Problem to work on: Copy the material below word for word, starting at the line that contains "point_to annotates the tree trunk" and continuing through the end of the material, with both ends included.

Data provided:
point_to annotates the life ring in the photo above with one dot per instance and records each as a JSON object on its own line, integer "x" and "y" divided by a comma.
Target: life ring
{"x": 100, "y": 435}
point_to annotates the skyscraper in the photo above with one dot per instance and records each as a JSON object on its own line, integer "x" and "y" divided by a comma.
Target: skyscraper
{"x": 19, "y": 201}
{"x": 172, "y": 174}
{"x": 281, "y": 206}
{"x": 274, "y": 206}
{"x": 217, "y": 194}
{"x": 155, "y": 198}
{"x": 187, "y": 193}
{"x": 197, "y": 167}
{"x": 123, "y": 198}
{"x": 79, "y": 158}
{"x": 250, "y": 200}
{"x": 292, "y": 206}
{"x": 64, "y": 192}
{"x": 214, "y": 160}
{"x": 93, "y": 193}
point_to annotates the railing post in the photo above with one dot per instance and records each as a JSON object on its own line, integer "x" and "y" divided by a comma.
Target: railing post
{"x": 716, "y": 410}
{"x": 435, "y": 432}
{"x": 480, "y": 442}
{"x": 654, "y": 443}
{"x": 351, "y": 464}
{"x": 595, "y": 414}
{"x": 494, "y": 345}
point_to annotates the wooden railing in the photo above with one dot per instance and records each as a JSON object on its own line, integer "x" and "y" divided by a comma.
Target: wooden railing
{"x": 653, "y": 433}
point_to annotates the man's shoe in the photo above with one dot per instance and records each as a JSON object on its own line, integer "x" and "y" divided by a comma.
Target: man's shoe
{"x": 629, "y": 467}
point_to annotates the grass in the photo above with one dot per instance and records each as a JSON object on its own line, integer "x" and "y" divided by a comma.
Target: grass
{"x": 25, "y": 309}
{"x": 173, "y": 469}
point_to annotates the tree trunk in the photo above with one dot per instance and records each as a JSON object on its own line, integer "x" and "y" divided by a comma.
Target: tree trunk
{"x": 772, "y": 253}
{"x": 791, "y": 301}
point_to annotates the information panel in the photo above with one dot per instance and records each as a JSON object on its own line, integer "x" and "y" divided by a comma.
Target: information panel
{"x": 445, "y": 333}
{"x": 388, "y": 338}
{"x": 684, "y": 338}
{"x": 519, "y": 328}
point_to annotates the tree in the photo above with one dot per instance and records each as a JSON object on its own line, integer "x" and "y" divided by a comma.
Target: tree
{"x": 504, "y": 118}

Solution to this problem:
point_to annotates the tree trunk in the photo above with one dot per instance and records each as a JSON object on its own line, integer "x" and "y" divided by a comma.
Target: tree trunk
{"x": 772, "y": 253}
{"x": 791, "y": 301}
point_to annotates the information panel in the photo above with one dot per instance and records each as a JSON object on its own line, integer "x" and "y" divided by a comma.
Target: information panel
{"x": 445, "y": 333}
{"x": 388, "y": 338}
{"x": 684, "y": 338}
{"x": 519, "y": 328}
point_to annotates the tree in the photo above with one dot per instance and records each as a JSON object on its own line, integer "x" and "y" divided by a comma.
Target: tree
{"x": 504, "y": 118}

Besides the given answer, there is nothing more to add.